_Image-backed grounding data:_

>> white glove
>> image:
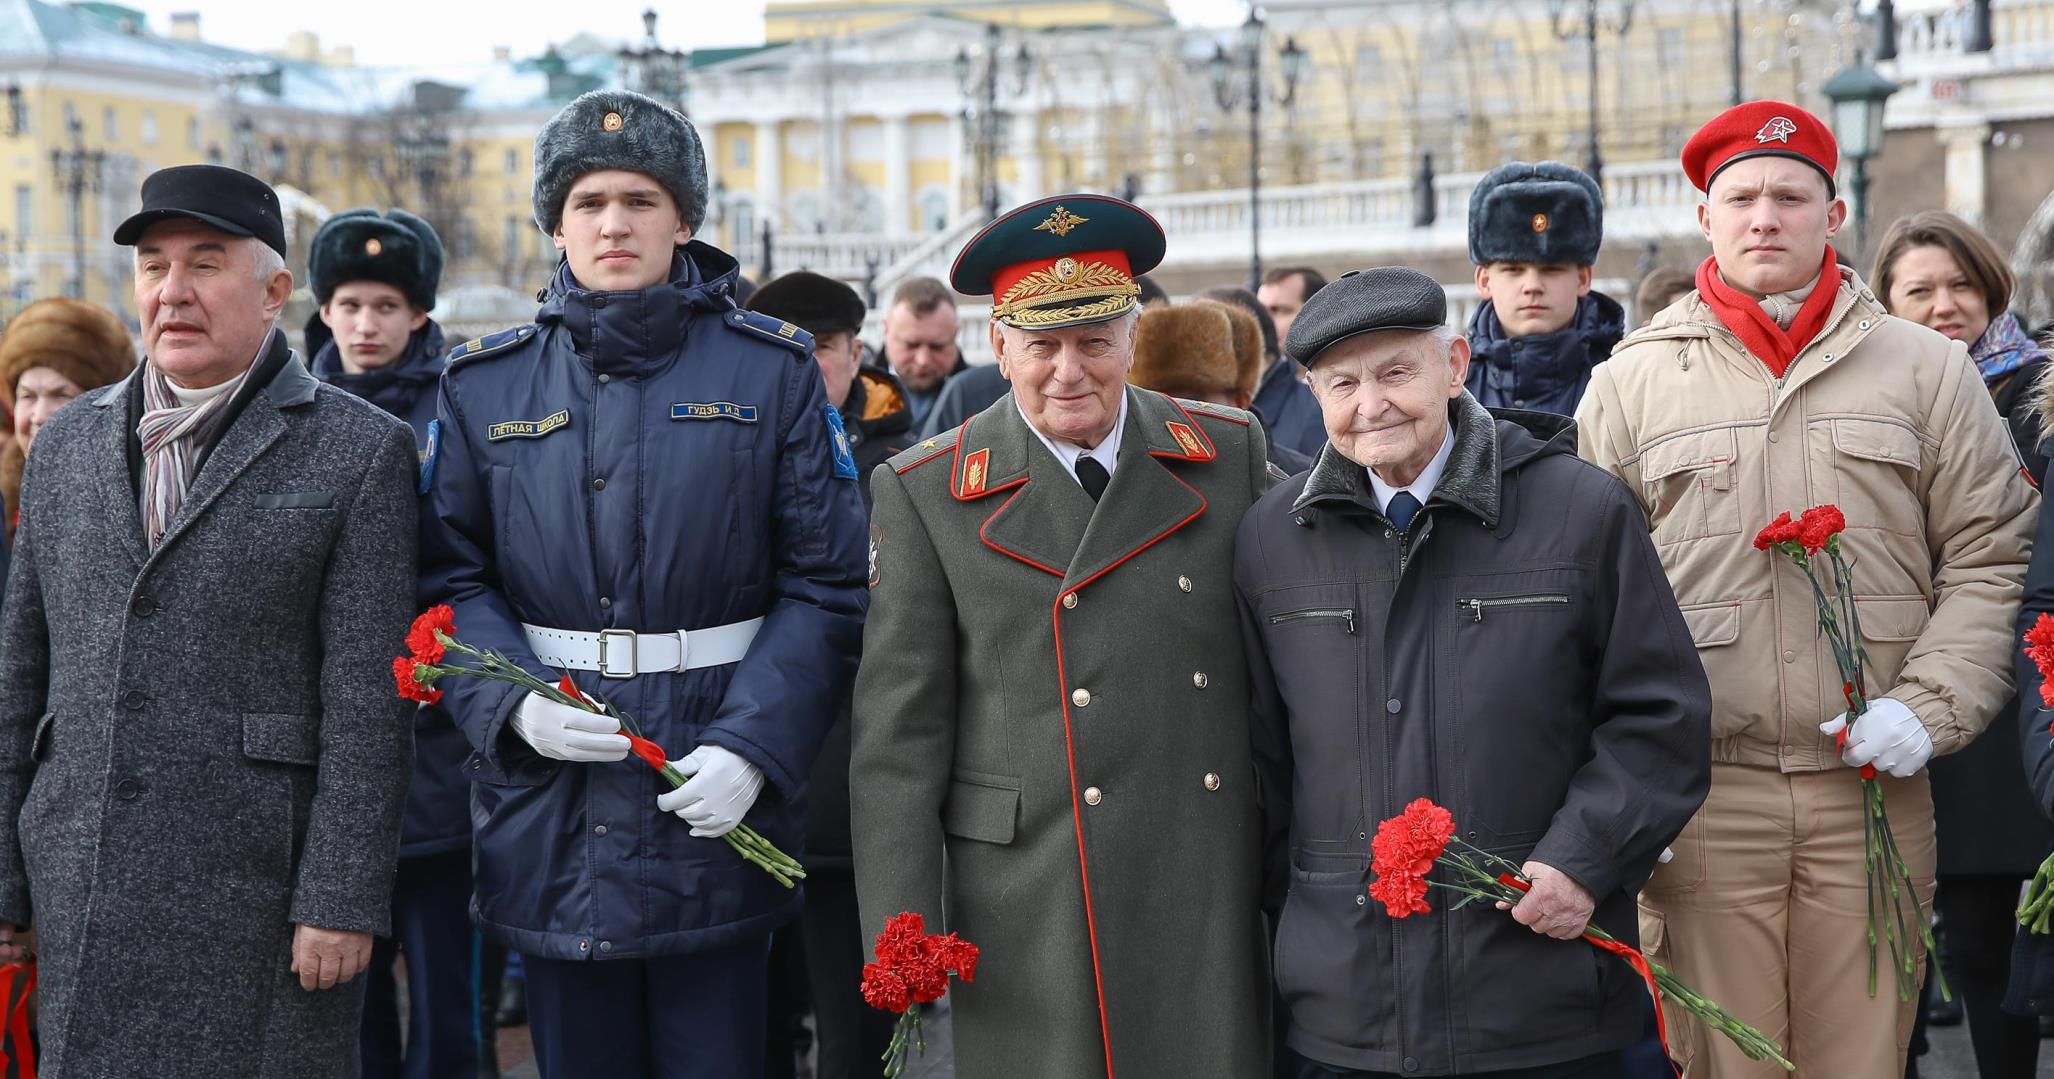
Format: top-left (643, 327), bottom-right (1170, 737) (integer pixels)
top-left (510, 691), bottom-right (631, 763)
top-left (1658, 847), bottom-right (1675, 864)
top-left (1819, 697), bottom-right (1933, 778)
top-left (656, 745), bottom-right (766, 838)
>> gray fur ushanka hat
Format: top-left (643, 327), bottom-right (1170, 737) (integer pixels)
top-left (1467, 160), bottom-right (1604, 267)
top-left (531, 89), bottom-right (708, 236)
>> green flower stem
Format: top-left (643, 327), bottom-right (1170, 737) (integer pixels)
top-left (425, 633), bottom-right (807, 887)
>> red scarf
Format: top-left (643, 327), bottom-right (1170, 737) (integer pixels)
top-left (1695, 245), bottom-right (1841, 378)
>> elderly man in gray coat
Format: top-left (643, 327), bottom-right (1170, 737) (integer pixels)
top-left (0, 165), bottom-right (418, 1077)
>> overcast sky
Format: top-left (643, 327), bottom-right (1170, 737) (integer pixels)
top-left (118, 1), bottom-right (1251, 67)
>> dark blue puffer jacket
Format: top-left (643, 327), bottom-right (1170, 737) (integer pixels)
top-left (309, 318), bottom-right (472, 859)
top-left (416, 243), bottom-right (869, 959)
top-left (1463, 290), bottom-right (1625, 417)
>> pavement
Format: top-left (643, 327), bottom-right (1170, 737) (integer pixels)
top-left (493, 997), bottom-right (2051, 1078)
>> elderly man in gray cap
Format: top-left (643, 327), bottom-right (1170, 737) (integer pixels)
top-left (0, 164), bottom-right (418, 1077)
top-left (1232, 266), bottom-right (1711, 1078)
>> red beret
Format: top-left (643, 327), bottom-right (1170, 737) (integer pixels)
top-left (1681, 101), bottom-right (1838, 196)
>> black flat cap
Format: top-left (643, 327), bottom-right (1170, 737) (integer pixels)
top-left (1284, 266), bottom-right (1448, 366)
top-left (747, 271), bottom-right (866, 338)
top-left (113, 164), bottom-right (287, 257)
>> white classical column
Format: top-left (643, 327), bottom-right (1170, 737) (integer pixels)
top-left (1013, 109), bottom-right (1044, 201)
top-left (1146, 96), bottom-right (1175, 194)
top-left (948, 111), bottom-right (969, 220)
top-left (883, 113), bottom-right (911, 233)
top-left (1935, 116), bottom-right (1992, 225)
top-left (755, 119), bottom-right (784, 234)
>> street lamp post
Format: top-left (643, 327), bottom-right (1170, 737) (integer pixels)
top-left (50, 112), bottom-right (105, 301)
top-left (1209, 9), bottom-right (1304, 290)
top-left (617, 9), bottom-right (689, 113)
top-left (1823, 59), bottom-right (1898, 262)
top-left (1548, 0), bottom-right (1637, 187)
top-left (956, 23), bottom-right (1032, 223)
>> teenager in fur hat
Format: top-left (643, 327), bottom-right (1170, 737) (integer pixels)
top-left (305, 207), bottom-right (480, 1079)
top-left (1465, 161), bottom-right (1626, 416)
top-left (0, 298), bottom-right (136, 543)
top-left (415, 89), bottom-right (867, 1079)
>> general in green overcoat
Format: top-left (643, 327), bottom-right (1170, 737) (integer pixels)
top-left (851, 194), bottom-right (1276, 1079)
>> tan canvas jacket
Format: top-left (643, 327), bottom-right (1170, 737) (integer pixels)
top-left (1576, 267), bottom-right (2037, 771)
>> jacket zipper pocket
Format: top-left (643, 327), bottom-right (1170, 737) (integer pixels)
top-left (1269, 607), bottom-right (1356, 634)
top-left (1457, 593), bottom-right (1568, 622)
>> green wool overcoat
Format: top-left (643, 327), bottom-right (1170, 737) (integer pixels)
top-left (853, 386), bottom-right (1276, 1079)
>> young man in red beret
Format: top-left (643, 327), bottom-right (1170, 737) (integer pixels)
top-left (1575, 102), bottom-right (2037, 1076)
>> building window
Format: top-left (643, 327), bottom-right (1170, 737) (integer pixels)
top-left (188, 116), bottom-right (201, 149)
top-left (103, 106), bottom-right (117, 141)
top-left (1657, 28), bottom-right (1684, 67)
top-left (369, 154), bottom-right (386, 179)
top-left (141, 111), bottom-right (158, 146)
top-left (918, 189), bottom-right (948, 231)
top-left (504, 216), bottom-right (521, 262)
top-left (61, 101), bottom-right (76, 135)
top-left (270, 140), bottom-right (288, 177)
top-left (459, 148), bottom-right (474, 177)
top-left (734, 135), bottom-right (752, 169)
top-left (13, 185), bottom-right (30, 236)
top-left (537, 229), bottom-right (555, 261)
top-left (329, 151), bottom-right (342, 177)
top-left (1353, 44), bottom-right (1383, 80)
top-left (504, 147), bottom-right (518, 174)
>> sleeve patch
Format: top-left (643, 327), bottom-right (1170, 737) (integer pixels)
top-left (823, 405), bottom-right (859, 480)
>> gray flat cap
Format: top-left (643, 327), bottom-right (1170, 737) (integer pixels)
top-left (1283, 266), bottom-right (1448, 366)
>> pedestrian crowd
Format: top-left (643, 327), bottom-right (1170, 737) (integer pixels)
top-left (0, 84), bottom-right (2050, 1079)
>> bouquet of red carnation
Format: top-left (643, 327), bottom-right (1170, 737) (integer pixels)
top-left (2016, 614), bottom-right (2054, 932)
top-left (394, 606), bottom-right (805, 887)
top-left (860, 912), bottom-right (978, 1077)
top-left (1755, 504), bottom-right (1940, 1002)
top-left (1370, 798), bottom-right (1792, 1070)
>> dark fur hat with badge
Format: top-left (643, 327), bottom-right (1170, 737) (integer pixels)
top-left (1467, 160), bottom-right (1604, 267)
top-left (532, 89), bottom-right (708, 236)
top-left (309, 208), bottom-right (444, 310)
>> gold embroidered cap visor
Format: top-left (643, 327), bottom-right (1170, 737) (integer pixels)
top-left (950, 193), bottom-right (1167, 330)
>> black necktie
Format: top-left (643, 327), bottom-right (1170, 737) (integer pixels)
top-left (1075, 456), bottom-right (1110, 502)
top-left (1385, 490), bottom-right (1422, 533)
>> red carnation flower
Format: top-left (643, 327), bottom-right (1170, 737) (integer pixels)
top-left (1367, 798), bottom-right (1456, 918)
top-left (1753, 512), bottom-right (1799, 551)
top-left (625, 733), bottom-right (669, 773)
top-left (394, 657), bottom-right (444, 705)
top-left (860, 963), bottom-right (910, 1013)
top-left (2026, 614), bottom-right (2054, 711)
top-left (406, 605), bottom-right (456, 664)
top-left (933, 934), bottom-right (980, 983)
top-left (1797, 505), bottom-right (1846, 553)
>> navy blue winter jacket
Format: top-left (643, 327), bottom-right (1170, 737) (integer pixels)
top-left (417, 243), bottom-right (868, 959)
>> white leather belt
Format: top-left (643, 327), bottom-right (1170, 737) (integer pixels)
top-left (522, 618), bottom-right (764, 679)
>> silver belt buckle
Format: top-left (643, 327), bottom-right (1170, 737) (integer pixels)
top-left (597, 628), bottom-right (638, 678)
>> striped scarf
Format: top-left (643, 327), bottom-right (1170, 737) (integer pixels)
top-left (137, 360), bottom-right (252, 548)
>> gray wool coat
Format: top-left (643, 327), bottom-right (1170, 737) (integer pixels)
top-left (0, 345), bottom-right (418, 1079)
top-left (853, 388), bottom-right (1276, 1079)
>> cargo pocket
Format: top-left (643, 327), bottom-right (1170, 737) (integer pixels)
top-left (1637, 906), bottom-right (1701, 1073)
top-left (1639, 428), bottom-right (1741, 544)
top-left (1274, 850), bottom-right (1387, 1045)
top-left (1823, 417), bottom-right (1926, 534)
top-left (1641, 812), bottom-right (1707, 896)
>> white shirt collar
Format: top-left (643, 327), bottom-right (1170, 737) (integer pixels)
top-left (1017, 388), bottom-right (1128, 488)
top-left (1366, 426), bottom-right (1456, 514)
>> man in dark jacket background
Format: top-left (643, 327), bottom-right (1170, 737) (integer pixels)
top-left (744, 270), bottom-right (904, 1079)
top-left (1234, 266), bottom-right (1710, 1077)
top-left (1464, 163), bottom-right (1625, 417)
top-left (416, 90), bottom-right (868, 1078)
top-left (305, 207), bottom-right (479, 1079)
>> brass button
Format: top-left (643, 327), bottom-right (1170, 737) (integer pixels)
top-left (1072, 688), bottom-right (1091, 707)
top-left (1083, 786), bottom-right (1102, 806)
top-left (1783, 650), bottom-right (1796, 663)
top-left (1193, 671), bottom-right (1209, 689)
top-left (1203, 772), bottom-right (1221, 791)
top-left (1177, 576), bottom-right (1193, 593)
top-left (1062, 593), bottom-right (1077, 609)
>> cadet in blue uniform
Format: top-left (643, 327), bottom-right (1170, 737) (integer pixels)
top-left (308, 208), bottom-right (479, 1079)
top-left (416, 89), bottom-right (869, 1079)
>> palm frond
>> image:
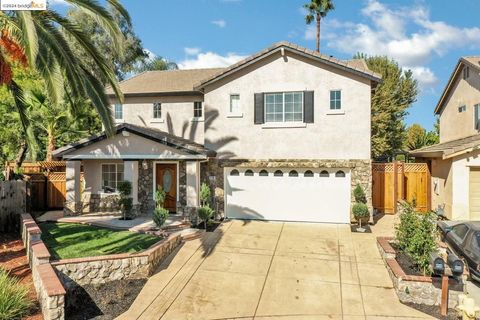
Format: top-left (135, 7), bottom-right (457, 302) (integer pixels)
top-left (16, 11), bottom-right (38, 66)
top-left (36, 45), bottom-right (63, 105)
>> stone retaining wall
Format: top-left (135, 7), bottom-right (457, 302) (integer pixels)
top-left (51, 234), bottom-right (181, 289)
top-left (21, 214), bottom-right (66, 320)
top-left (377, 237), bottom-right (463, 308)
top-left (203, 158), bottom-right (372, 218)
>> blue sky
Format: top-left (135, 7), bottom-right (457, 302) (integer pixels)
top-left (54, 0), bottom-right (480, 130)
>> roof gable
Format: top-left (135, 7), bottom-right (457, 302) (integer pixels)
top-left (434, 56), bottom-right (480, 115)
top-left (194, 41), bottom-right (382, 90)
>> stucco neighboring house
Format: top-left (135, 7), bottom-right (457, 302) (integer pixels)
top-left (411, 56), bottom-right (480, 220)
top-left (52, 41), bottom-right (381, 224)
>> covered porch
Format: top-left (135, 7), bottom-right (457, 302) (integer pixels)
top-left (52, 123), bottom-right (215, 220)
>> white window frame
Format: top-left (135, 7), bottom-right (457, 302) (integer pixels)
top-left (114, 104), bottom-right (123, 121)
top-left (264, 91), bottom-right (303, 123)
top-left (101, 163), bottom-right (124, 192)
top-left (192, 101), bottom-right (204, 122)
top-left (228, 94), bottom-right (242, 118)
top-left (330, 90), bottom-right (342, 110)
top-left (474, 104), bottom-right (480, 130)
top-left (459, 105), bottom-right (466, 113)
top-left (153, 102), bottom-right (162, 119)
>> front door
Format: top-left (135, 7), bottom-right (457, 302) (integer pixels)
top-left (155, 163), bottom-right (177, 213)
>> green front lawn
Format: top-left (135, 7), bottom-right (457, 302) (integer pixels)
top-left (39, 223), bottom-right (160, 260)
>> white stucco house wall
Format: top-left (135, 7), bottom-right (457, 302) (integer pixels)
top-left (53, 41), bottom-right (381, 224)
top-left (411, 56), bottom-right (480, 220)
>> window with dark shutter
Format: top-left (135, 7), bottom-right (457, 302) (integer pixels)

_What needs to be done:_
Reproduce the records word for word, please, from their first line up to and including the line that contains "fur ushanka hat", but no pictures.

_Task answer:_
>> white glove
>> image:
Format: top-left (643, 327), bottom-right (1170, 737) (integer pixels)
top-left (510, 691), bottom-right (631, 763)
top-left (1658, 847), bottom-right (1675, 864)
top-left (1819, 697), bottom-right (1933, 778)
top-left (656, 745), bottom-right (766, 838)
>> gray fur ushanka hat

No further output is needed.